▶ **What the task asks**: Extract every record, keeping each one exactly as it is.

▶ **Point labeling dataset excerpts**:
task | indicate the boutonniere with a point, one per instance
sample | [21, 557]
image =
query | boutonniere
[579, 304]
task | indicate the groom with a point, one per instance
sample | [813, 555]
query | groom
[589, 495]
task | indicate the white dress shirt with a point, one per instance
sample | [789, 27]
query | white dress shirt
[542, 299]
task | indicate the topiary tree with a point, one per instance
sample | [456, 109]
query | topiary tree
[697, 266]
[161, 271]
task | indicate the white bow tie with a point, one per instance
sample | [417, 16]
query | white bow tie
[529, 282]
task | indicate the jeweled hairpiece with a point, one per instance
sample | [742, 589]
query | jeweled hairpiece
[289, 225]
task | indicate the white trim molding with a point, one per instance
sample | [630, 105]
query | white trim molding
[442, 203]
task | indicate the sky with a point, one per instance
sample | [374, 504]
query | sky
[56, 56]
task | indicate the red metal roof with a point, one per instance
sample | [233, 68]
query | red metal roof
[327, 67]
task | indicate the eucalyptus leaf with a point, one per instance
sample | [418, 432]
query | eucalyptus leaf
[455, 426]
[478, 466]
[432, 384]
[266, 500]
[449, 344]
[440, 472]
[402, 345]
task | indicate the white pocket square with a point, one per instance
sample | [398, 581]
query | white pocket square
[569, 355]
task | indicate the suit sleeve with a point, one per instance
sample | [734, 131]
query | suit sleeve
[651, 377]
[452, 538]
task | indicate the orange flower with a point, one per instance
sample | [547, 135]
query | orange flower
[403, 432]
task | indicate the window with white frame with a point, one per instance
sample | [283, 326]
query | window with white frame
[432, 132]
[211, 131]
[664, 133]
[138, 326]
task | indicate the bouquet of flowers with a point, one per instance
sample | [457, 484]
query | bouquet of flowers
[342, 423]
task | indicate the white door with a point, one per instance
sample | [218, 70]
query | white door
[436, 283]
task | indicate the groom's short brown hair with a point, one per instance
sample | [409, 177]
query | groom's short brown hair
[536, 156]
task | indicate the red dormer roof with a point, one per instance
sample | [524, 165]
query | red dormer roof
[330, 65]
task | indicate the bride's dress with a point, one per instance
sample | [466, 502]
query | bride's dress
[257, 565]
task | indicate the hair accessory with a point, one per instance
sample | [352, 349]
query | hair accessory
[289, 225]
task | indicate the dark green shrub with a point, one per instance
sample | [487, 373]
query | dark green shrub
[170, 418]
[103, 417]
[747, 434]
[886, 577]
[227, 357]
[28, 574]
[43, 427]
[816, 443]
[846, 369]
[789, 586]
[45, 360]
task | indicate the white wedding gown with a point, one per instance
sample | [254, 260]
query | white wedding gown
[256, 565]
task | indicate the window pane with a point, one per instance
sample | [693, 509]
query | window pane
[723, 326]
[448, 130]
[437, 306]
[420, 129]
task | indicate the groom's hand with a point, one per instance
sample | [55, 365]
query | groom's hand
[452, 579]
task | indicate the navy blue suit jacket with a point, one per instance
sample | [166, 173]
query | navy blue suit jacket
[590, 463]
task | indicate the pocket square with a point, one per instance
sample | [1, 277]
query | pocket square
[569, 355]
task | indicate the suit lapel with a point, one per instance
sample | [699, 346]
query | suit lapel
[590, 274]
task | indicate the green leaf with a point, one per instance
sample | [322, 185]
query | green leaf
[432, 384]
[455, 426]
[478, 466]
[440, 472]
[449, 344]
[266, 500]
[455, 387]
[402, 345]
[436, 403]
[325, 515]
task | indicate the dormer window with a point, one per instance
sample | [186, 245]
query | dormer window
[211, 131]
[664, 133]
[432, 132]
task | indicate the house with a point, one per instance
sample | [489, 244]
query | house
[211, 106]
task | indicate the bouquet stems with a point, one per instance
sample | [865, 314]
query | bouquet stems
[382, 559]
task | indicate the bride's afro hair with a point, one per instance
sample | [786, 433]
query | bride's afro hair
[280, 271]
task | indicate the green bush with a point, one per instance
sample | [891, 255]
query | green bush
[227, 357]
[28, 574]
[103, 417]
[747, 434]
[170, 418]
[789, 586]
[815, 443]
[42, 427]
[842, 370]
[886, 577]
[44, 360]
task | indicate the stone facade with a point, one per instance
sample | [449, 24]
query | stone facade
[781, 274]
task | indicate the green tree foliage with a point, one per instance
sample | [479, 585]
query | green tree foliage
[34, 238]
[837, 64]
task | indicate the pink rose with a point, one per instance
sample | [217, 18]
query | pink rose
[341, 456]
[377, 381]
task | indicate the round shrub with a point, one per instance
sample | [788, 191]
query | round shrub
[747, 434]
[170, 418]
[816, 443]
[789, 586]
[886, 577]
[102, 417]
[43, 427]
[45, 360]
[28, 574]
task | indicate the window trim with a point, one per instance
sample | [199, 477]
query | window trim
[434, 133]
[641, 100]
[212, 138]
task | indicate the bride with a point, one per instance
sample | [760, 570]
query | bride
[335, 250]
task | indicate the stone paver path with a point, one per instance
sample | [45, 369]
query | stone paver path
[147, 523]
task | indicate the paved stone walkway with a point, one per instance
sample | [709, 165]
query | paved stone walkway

▶ **Result**:
task | indicate the boutonniere with a point, one per instance
sample | [21, 557]
image =
query | boutonniere
[579, 304]
task | indicate the groom with a point, one per instance
sample | [813, 555]
query | groom
[589, 495]
task | indicate the white dress shirt with a point, one per instance
sample | [789, 27]
query | white dress shirt
[542, 299]
task | indicate the topiary tree with a point, one per instance
sample | [456, 109]
query | topiary tree
[697, 266]
[161, 271]
task | indicate the white bow tie with a point, one per instance
sample | [417, 16]
query | white bow tie
[529, 282]
task | indicate the jeweled hairpiece with a point, one per instance
sample | [742, 589]
query | jeweled hairpiece
[289, 225]
task | indicate the white trim molding with a point, one per instance
sample | [630, 105]
query | white trim molding
[442, 203]
task | indicate the sky with a point, one per instance
sample | [374, 504]
query | sky
[56, 56]
task | indicate the red metal roof with a point, one per instance
sample | [233, 68]
query | red metal roof
[327, 67]
task | indicate the eucalyptus leaf with a point, one per instance
sample | [418, 432]
query | eucalyptus leaf
[455, 426]
[478, 466]
[432, 384]
[266, 500]
[449, 344]
[440, 472]
[402, 345]
task | indicate the white pocket square with a point, one per instance
sample | [398, 581]
query | white pocket square
[569, 355]
task | indicate the suit sleeve with a point, one per instance
sample | [734, 131]
query | suit sleeve
[651, 377]
[452, 538]
task | indicate the orange flower with a point, one per instance
sample | [547, 135]
query | orange flower
[403, 432]
task | indicate the window with white frame with a point, one per instance
sample | [283, 326]
query | window with white frame
[432, 132]
[211, 131]
[664, 133]
[138, 326]
task | indicate the bouquet of flowers with a point, one per instance
sample | [457, 484]
query | bouquet of flowers
[342, 423]
task | indicate the white door with a point, one per instance
sample | [218, 70]
query | white door
[436, 283]
task | indicate the groom's short brown hair with a point, one per instance
sample | [409, 177]
query | groom's short brown hair
[536, 156]
task | indicate the red dormer roof with a point, one per instance
sample | [524, 165]
query | red dormer roof
[330, 65]
task | indicate the bride's dress with a point, one per instance
sample | [466, 502]
query | bride's dress
[257, 565]
task | indicate the hair accessory with a point, one per instance
sample | [352, 349]
query | hair accessory
[289, 225]
task | indicate the dark green shrub with a point, one per instance
sample | [487, 373]
query | dark green shrub
[170, 418]
[103, 417]
[747, 434]
[886, 577]
[227, 357]
[28, 574]
[43, 427]
[816, 443]
[846, 369]
[789, 586]
[45, 360]
task | indicate the white wedding gown with a point, one per instance
sample | [254, 260]
query | white wedding gown
[256, 565]
task | indicate the window pane with a point, one per instance
sample | [693, 509]
query | window pane
[723, 326]
[448, 130]
[437, 306]
[420, 129]
task | indicate the groom's hand with a point, one per instance
sample | [55, 365]
query | groom's hand
[452, 579]
task | indicate the navy blue suit jacket with a point, one per instance
sample | [166, 173]
query | navy blue suit jacket
[590, 463]
task | indicate the pocket square with a point, one per instance
sample | [1, 277]
query | pocket square
[569, 355]
task | indicate the suit lapel with a point, one per instance
sample | [699, 346]
query | suit lapel
[590, 274]
task | indicate the green leaf with a point, one per instance
sample | [322, 185]
query | green leaf
[432, 384]
[455, 426]
[478, 466]
[440, 472]
[449, 344]
[266, 500]
[455, 387]
[402, 345]
[436, 403]
[325, 515]
task | indicate the dormer window with a point, one per instance
sample | [186, 245]
query | dormer window
[211, 131]
[664, 133]
[432, 132]
task | indicate the house with a point, one per instance
sample | [489, 244]
query | house
[211, 106]
task | indicate the bouquet stems with a point, one per instance
sample | [865, 314]
query | bouquet stems
[382, 559]
task | indicate the bride's afro hair with a point, one per instance
sample | [786, 433]
query | bride's afro hair
[280, 271]
task | indicate the green bush with a point, one per instance
sample | [891, 255]
query | green bush
[227, 357]
[28, 574]
[103, 417]
[747, 434]
[170, 418]
[789, 586]
[815, 443]
[42, 427]
[842, 370]
[886, 577]
[44, 360]
task | indicate the stone facade with a point, one per instance
sample | [449, 24]
query | stone facade
[781, 274]
task | indicate the green tree foliage with a point, one per instance
sample | [479, 585]
query | green tree foliage
[34, 238]
[837, 64]
task | indicate the pink rose with a point, one per instance
sample | [217, 18]
query | pink rose
[341, 456]
[377, 381]
task | indicate the round shrub with a point, one per instance
sample | [788, 191]
query | round shrub
[747, 434]
[170, 418]
[816, 443]
[789, 586]
[886, 577]
[102, 417]
[43, 427]
[45, 360]
[28, 574]
task | indicate the window trim with a point, one per instance
sample | [199, 477]
query | window trim
[434, 133]
[641, 100]
[212, 138]
task | indicate the bride with a point, one per instance
sample | [760, 570]
query | bride
[335, 250]
task | indicate the stone paver path with a point, one per instance
sample | [45, 369]
query | stone paver path
[147, 523]
task | indicate the paved stone walkway with a point, one per instance
sample | [709, 165]
query | paved stone walkway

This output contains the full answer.